> [Exercise instructions]: From the entries below, please output exactly the lines starting at the one containing "query: smoke haze" and ending at the one containing "query: golden light glow", both included.
** Opening Stored data block **
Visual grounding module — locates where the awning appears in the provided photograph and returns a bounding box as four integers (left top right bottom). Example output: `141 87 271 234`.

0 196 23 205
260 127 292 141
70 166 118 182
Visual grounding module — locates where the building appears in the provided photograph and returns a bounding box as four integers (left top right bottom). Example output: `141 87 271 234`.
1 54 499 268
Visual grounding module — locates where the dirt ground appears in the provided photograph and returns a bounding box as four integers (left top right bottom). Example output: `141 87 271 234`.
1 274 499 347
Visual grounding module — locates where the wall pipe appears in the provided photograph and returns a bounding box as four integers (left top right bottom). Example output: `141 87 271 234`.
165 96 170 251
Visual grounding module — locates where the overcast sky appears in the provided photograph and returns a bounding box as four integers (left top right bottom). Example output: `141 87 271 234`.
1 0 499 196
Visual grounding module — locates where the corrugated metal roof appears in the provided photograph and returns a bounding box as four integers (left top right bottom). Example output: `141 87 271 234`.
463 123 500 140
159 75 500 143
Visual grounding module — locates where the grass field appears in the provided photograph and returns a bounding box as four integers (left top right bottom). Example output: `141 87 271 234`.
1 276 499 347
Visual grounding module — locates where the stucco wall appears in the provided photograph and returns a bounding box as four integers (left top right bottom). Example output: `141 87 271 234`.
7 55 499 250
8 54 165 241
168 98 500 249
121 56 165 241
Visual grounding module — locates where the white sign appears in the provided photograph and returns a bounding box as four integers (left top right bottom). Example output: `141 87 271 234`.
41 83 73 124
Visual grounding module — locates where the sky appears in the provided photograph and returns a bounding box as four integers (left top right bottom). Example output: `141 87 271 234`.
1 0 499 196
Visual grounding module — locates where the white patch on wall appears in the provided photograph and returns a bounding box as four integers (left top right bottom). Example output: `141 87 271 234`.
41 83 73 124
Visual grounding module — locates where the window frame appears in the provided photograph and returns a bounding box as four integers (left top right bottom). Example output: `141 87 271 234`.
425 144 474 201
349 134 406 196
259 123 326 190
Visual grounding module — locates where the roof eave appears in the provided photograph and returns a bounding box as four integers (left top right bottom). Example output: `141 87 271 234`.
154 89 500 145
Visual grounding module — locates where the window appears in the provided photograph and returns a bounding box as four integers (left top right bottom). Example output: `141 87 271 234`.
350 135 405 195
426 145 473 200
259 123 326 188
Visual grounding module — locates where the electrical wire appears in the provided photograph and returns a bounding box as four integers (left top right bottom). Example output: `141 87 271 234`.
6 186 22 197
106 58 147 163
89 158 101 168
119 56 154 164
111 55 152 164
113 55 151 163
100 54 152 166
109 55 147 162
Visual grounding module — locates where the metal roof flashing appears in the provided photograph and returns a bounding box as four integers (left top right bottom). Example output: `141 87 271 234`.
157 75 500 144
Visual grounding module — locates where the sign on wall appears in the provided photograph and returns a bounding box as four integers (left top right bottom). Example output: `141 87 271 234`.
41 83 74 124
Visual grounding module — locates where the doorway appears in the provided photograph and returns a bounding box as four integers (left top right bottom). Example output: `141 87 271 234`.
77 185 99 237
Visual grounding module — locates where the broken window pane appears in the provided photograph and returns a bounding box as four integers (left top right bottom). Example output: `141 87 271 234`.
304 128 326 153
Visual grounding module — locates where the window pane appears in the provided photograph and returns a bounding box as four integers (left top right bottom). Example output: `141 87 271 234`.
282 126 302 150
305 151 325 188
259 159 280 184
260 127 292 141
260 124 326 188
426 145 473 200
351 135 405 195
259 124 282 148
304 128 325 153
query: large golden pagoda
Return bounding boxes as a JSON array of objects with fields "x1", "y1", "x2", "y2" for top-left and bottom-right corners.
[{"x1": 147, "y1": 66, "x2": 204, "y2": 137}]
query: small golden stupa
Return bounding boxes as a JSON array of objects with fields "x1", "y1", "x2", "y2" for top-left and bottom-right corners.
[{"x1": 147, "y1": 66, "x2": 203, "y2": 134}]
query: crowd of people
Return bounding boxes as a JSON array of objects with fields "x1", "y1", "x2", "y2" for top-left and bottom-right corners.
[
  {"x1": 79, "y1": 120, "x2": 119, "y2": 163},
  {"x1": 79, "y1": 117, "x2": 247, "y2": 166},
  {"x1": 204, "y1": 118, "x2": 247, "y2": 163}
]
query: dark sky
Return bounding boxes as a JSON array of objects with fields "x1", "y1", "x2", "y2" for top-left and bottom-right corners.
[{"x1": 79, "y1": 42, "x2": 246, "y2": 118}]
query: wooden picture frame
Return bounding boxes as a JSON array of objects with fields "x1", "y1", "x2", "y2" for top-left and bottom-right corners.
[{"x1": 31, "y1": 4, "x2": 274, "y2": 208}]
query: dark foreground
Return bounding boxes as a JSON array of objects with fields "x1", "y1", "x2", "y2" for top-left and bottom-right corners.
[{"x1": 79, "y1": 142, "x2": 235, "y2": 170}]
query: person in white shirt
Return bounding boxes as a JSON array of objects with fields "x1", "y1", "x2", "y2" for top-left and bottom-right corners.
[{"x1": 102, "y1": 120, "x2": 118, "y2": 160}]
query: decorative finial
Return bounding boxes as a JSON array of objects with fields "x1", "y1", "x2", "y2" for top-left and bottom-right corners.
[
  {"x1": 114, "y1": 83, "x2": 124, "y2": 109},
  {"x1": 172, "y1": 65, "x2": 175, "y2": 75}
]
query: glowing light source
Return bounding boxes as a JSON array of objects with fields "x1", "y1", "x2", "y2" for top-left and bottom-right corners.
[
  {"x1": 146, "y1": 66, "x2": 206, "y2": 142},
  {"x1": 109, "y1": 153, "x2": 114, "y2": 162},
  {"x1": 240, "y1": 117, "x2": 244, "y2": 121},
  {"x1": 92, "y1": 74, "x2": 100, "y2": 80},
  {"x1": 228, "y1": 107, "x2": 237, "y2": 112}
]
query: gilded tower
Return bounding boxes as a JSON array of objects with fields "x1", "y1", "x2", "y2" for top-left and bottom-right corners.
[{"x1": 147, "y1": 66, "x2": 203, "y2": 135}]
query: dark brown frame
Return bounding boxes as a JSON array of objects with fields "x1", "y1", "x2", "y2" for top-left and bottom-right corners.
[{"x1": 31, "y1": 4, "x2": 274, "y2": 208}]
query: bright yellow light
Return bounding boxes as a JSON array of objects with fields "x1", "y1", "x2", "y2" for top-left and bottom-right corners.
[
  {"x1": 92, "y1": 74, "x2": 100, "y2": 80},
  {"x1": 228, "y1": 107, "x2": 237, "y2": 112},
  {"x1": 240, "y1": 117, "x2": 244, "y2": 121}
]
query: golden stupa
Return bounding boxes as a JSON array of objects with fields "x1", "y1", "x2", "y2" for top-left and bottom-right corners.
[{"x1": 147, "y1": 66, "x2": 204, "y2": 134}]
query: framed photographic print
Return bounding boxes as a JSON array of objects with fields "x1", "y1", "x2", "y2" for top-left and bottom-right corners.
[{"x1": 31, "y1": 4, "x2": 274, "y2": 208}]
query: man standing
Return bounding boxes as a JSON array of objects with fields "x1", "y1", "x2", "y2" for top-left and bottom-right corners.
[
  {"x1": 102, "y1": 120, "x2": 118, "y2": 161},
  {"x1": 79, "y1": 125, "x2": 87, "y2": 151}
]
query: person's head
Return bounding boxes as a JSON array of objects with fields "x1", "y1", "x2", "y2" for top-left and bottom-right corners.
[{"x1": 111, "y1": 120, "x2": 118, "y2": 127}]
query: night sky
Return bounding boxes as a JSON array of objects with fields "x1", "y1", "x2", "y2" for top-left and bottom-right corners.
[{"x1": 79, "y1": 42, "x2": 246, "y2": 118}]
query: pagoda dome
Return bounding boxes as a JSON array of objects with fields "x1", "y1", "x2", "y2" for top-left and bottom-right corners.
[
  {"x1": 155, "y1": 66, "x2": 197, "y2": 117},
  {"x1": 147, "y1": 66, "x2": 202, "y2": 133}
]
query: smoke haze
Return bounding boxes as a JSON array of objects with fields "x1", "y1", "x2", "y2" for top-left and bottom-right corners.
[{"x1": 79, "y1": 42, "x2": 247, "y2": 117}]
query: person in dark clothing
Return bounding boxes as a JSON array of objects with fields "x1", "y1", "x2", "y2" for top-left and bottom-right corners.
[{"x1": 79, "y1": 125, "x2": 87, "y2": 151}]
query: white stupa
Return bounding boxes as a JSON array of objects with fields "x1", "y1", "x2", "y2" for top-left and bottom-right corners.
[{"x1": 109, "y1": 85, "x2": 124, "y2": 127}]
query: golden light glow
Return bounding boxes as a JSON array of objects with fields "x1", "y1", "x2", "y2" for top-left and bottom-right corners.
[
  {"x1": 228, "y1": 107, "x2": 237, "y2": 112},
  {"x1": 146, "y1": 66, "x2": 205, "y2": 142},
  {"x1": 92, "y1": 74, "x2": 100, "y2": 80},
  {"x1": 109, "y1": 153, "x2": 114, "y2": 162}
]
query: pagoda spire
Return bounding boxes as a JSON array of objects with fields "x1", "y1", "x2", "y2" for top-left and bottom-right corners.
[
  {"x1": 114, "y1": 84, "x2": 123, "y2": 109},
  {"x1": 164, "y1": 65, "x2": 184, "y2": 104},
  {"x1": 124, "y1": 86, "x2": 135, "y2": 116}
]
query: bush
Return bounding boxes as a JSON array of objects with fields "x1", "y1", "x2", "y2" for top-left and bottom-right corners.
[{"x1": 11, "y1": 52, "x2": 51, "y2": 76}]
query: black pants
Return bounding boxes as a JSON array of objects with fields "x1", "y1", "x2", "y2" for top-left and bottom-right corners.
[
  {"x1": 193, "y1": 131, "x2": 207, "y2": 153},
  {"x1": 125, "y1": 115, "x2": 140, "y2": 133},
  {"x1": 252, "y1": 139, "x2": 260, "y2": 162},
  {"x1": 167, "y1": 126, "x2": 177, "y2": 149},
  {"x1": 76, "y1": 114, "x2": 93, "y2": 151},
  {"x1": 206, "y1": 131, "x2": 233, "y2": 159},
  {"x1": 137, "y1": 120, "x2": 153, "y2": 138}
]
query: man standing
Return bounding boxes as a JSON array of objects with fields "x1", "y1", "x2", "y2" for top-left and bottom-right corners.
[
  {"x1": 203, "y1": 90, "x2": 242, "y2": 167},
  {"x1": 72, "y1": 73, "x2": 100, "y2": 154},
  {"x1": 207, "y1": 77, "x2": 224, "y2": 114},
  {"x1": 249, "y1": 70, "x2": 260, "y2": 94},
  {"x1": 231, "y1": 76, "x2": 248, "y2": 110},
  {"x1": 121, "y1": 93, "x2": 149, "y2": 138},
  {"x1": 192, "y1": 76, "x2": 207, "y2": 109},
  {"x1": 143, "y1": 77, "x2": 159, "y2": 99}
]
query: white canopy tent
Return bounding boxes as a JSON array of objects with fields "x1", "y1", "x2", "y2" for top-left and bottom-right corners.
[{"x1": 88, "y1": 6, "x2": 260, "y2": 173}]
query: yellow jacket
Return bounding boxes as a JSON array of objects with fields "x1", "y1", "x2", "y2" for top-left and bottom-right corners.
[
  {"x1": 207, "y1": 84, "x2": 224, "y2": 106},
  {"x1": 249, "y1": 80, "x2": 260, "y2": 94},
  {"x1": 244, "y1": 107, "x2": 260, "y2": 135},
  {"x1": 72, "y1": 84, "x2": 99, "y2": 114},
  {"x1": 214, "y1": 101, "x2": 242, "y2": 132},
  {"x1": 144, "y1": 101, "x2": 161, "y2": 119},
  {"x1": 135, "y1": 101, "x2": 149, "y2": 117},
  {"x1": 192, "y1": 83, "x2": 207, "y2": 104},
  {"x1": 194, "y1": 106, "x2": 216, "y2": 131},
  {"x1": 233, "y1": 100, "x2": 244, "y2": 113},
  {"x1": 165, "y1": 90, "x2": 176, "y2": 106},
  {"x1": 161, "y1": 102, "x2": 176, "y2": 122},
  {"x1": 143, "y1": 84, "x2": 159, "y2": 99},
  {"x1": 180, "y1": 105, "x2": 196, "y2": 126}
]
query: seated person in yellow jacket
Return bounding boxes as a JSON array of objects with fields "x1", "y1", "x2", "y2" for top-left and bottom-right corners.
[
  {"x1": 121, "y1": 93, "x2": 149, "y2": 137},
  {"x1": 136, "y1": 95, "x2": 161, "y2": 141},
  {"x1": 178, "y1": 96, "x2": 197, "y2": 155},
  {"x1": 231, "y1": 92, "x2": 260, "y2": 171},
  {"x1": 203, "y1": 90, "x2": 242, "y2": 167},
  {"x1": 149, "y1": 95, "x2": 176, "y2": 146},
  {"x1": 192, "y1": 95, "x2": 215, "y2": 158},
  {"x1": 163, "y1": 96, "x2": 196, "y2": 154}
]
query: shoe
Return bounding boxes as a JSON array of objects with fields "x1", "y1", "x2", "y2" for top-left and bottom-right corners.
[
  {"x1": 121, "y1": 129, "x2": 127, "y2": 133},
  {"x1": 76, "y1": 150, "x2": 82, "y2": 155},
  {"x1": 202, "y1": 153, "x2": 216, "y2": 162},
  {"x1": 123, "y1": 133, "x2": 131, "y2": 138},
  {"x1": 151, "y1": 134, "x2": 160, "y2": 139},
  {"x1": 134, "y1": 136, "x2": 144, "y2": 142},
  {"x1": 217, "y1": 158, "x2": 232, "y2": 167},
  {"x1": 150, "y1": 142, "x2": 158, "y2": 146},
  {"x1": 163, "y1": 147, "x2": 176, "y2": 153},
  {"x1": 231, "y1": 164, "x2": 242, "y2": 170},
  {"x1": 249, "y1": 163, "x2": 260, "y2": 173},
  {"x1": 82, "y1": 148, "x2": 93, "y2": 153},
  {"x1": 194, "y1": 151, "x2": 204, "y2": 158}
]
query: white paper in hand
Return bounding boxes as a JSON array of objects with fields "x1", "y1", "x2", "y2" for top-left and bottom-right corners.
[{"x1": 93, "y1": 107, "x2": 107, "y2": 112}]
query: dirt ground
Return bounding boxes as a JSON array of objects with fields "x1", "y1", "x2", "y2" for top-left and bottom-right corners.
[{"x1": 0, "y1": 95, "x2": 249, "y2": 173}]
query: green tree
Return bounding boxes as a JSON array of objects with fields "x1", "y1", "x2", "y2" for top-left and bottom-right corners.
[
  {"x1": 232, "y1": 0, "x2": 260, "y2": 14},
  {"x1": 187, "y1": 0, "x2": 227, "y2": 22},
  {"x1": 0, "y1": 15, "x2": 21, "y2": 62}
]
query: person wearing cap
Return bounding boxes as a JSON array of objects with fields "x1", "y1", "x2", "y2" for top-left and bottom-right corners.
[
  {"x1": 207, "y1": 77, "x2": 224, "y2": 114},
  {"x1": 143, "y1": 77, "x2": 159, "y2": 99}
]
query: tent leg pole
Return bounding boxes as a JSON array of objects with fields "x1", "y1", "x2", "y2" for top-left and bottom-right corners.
** Closing Stored data block **
> [Solution for this exercise]:
query: smoke haze
Return bounding boxes as a JSON array of objects with fields "x1", "y1", "x2", "y2" for top-left and bottom-right corners.
[{"x1": 79, "y1": 42, "x2": 247, "y2": 117}]
query: person in dark clothing
Return bounding boxes as a JSON array of objects with fields "x1", "y1", "x2", "y2" for top-left and bottom-right corners.
[{"x1": 79, "y1": 125, "x2": 87, "y2": 151}]
query: white stupa
Return bounding boxes as a JSON array of objects with fields "x1", "y1", "x2", "y2" for top-left and bottom-right corners.
[{"x1": 109, "y1": 85, "x2": 124, "y2": 127}]
query: golden light glow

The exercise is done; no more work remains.